* begin EXCERPT TO READ *
Simply put: it was a really hot but really confusing encounter. And most of the people I have told about it agree with the hot stuff and don’t totally understand why I’m all hung up on random details.

Call me a traditional sap, but the asshole don’t kiss me.

To be fair, it didn’t fit in completely with what we were doing. He came home with me and one of my friends had fallen asleep on my carpet. So we were sort of quietly sitting up on my bed and talking.

It’s been a while, so I forget the context, but I remember telling him that I didn’t know how to place him because I didn’t know what he wanted.

“You know what I want,” he said, “but it’s more fun not giving myself that.”

And he held me down, eased my skirt up, and proceeded to edge me like I never have been before. He was firm but still sensual. The whole time I was desperately attempting to stay quiet and, just as I was teetering right at the edge, he stopped. He grinned, pulled the sheets up, and tucked me in.

“See?” I could see his smirk in the darkness. “It’s a lot more fun when I just tease you.”

And he left. I laid there in shock for a while, frustrated and awed.

On a ton of levels, I find that whole interaction incredibly hot. But I guess there’s still part of me that’s stupidly hung up on insecurities that he must not respect me, even when I know that isn’t true.
* end EXCERPT TO READ *
* begin DATA EXCERPTS *
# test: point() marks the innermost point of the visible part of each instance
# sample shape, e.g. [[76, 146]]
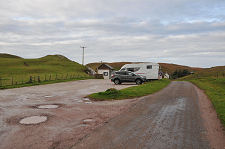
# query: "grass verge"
[[215, 90], [131, 92]]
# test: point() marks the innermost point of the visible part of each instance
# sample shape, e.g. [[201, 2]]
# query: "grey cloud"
[[147, 30]]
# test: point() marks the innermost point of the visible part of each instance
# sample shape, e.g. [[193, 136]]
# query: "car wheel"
[[117, 81], [138, 82]]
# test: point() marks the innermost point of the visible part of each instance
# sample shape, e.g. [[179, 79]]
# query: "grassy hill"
[[212, 81], [169, 68], [15, 70]]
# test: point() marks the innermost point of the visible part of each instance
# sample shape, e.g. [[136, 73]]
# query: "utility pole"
[[83, 54]]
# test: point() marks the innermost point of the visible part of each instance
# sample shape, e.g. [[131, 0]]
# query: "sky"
[[185, 32]]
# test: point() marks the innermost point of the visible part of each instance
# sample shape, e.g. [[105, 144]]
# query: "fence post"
[[12, 81], [30, 81], [22, 79], [0, 81], [39, 80]]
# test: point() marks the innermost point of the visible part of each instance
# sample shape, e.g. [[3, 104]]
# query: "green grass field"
[[215, 89], [18, 72], [131, 92], [212, 81]]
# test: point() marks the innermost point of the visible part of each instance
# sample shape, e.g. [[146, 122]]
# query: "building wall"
[[106, 73]]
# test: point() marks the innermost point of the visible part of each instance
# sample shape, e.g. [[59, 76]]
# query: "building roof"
[[105, 66]]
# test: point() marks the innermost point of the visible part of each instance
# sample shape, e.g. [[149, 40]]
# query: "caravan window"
[[149, 66], [133, 69]]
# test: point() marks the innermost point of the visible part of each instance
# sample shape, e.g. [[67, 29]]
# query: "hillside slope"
[[17, 70]]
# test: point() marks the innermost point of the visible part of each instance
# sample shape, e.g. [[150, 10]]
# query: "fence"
[[38, 79]]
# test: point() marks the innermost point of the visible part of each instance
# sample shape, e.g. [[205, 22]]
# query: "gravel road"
[[169, 119]]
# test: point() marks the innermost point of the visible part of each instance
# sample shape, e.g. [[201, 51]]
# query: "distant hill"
[[169, 68]]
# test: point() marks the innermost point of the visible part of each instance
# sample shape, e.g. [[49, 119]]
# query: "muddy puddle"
[[33, 120], [49, 106]]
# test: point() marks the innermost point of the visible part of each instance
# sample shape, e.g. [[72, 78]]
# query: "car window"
[[133, 69], [149, 66]]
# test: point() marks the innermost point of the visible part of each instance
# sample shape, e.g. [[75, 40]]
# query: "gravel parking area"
[[69, 115]]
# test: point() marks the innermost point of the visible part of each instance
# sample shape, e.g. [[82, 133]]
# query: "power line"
[[83, 54]]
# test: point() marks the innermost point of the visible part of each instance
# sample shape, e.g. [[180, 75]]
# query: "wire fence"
[[38, 79]]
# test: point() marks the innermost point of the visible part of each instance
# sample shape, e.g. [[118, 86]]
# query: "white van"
[[149, 70]]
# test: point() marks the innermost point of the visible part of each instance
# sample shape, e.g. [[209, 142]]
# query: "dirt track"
[[169, 119]]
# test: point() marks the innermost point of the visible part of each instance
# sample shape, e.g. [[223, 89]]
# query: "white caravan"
[[149, 70]]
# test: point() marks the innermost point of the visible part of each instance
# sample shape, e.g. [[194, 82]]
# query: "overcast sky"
[[186, 32]]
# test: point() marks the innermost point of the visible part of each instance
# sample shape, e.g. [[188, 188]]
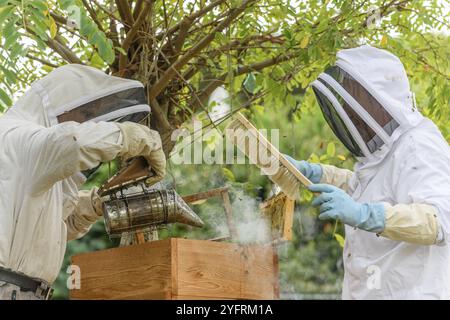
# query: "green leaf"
[[120, 49], [53, 28], [4, 97], [305, 41], [228, 174], [39, 5], [250, 83], [331, 149], [340, 239], [5, 12]]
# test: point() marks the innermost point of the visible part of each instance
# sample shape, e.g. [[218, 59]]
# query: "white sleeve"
[[84, 215], [48, 155], [336, 176], [424, 178]]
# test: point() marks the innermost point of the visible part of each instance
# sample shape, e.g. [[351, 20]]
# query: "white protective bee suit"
[[403, 162], [42, 155]]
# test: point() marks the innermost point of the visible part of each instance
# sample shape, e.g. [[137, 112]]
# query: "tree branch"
[[137, 8], [169, 74], [93, 15], [191, 17], [201, 98], [125, 13], [45, 62], [132, 33]]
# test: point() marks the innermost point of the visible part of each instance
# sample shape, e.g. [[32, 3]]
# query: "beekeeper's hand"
[[312, 171], [139, 140], [335, 203]]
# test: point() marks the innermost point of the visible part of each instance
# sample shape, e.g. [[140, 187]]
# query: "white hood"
[[66, 88], [384, 76]]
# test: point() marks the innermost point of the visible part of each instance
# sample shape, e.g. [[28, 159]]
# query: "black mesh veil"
[[366, 101], [108, 104]]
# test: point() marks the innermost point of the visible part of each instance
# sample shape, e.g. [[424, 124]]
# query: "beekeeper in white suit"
[[56, 130], [396, 202]]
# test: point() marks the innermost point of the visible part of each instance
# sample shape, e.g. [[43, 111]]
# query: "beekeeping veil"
[[80, 93], [366, 100]]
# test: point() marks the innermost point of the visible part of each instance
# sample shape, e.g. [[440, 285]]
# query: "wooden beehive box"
[[179, 269]]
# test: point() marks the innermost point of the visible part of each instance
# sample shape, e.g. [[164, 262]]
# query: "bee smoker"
[[140, 209]]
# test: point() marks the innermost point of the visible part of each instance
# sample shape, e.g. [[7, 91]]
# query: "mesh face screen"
* end DATA EXCERPTS *
*WRITTEN REQUEST 1*:
Please answer these questions about the excerpt, one line each:
(a) Where had the narrator's friend fallen asleep?
(b) What did the narrator tell him about not knowing how to place him?
(c) What three things did he do right after he stopped?
*WRITTEN REQUEST 2*:
Gather every line of the listing that contains the word "green".

*CORRECT RESPONSE 1*:
(a) On the narrator's carpet.
(b) That the narrator didn't know how to place him because the narrator didn't know what he wanted.
(c) He grinned, pulled the sheets up, and tucked the narrator in.

*CORRECT RESPONSE 2*:
# query: "green grass field"
# query: "green leaf"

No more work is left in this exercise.